-- start Passage shown --

Thanksgiving with ‘This Is Us,’ Renée Zellweger Is ‘Pam,’ Julian McMahon Departs ‘Most Wanted,’ HBO’s ‘Undercurrent’

The final Thanksgiving-themed episode of This Is Us is a showcase for series star Mandy Moore. Two-time Oscar winner Renée Zellweger camps it up in the Dateline-inspired limited series The Thing About Pam. Julian McMahon leaves FBI: Most Wanted after three seasons. An HBO documentary examines the disappearance and murder of journalist Kim Wall in Denmark.

Ron Batzdorff/NBC

This Is Us

Thanksgivings have been the setting for many of the family drama’s most memorable episodes, and that’s the case again in the final season. As Beth (Susan Kelechi Watson) remarks to Randall (Sterling K. Brown) while the family is driving toward another eventful dinner: “The Pearson epitaph will read: Lovely people. Cried a lot. Traumatic as hell Thanksgivings.” The focus is on matriarch Rebecca—this is surely Mandy Moore’s Emmy submission this year—as she gathers her kids to declare her wishes before sinking deeper into dementia. Flashbacks shed light on several other pivotal Thanksgivings for Rebecca, first husband Jack (Milo Ventimiglia), future second husband Miguel (Jon Huertas) and the rest of the family. In the present, fault lines are becoming ever more obvious in the doomed long-distance marriage of Kate (Chrissy Metz) and Toby (Chris Sullivan). Bring some hankies along with your appetite to this emotional feast.

-- end Passage shown --

[Challenge]: Reproduce verbatim the stretch of the television preview from "The final Thanksgiving-themed" through "Wall in Denmark.". Rely solely on the passage above.

-- start Provided records --

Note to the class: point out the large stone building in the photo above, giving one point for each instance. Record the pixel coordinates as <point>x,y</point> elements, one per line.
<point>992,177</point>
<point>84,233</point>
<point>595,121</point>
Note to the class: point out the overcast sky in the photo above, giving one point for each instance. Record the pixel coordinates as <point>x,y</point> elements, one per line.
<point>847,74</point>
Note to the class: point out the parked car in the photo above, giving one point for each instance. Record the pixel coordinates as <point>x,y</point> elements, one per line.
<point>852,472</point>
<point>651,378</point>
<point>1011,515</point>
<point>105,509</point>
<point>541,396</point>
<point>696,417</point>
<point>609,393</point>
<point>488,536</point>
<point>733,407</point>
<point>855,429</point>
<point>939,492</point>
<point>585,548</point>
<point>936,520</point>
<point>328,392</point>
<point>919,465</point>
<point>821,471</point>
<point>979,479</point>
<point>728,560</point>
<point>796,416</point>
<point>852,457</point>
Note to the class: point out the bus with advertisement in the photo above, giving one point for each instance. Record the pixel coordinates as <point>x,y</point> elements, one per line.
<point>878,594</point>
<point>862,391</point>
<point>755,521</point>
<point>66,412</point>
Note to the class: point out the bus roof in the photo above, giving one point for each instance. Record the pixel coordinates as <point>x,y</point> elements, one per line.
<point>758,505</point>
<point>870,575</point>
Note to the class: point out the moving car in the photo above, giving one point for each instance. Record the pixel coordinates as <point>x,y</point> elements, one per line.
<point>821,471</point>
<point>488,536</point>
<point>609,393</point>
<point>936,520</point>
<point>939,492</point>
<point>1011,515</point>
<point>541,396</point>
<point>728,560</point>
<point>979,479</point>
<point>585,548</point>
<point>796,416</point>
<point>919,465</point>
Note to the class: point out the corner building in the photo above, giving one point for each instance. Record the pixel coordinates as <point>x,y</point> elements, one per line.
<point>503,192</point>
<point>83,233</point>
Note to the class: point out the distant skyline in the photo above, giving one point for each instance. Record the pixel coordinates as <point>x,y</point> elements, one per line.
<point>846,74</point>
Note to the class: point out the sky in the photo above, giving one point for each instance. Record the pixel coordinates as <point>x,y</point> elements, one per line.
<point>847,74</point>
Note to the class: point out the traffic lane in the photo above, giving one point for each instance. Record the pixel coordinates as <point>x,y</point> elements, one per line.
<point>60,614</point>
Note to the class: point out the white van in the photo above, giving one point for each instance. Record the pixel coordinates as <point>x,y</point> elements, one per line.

-- end Provided records --

[Result of this exercise]:
The final Thanksgiving-themed episode of This Is Us is a showcase for series star Mandy Moore. Two-time Oscar winner Renée Zellweger camps it up in the Dateline-inspired limited series The Thing About Pam. Julian McMahon leaves FBI: Most Wanted after three seasons. An HBO documentary examines the disappearance and murder of journalist Kim Wall in Denmark.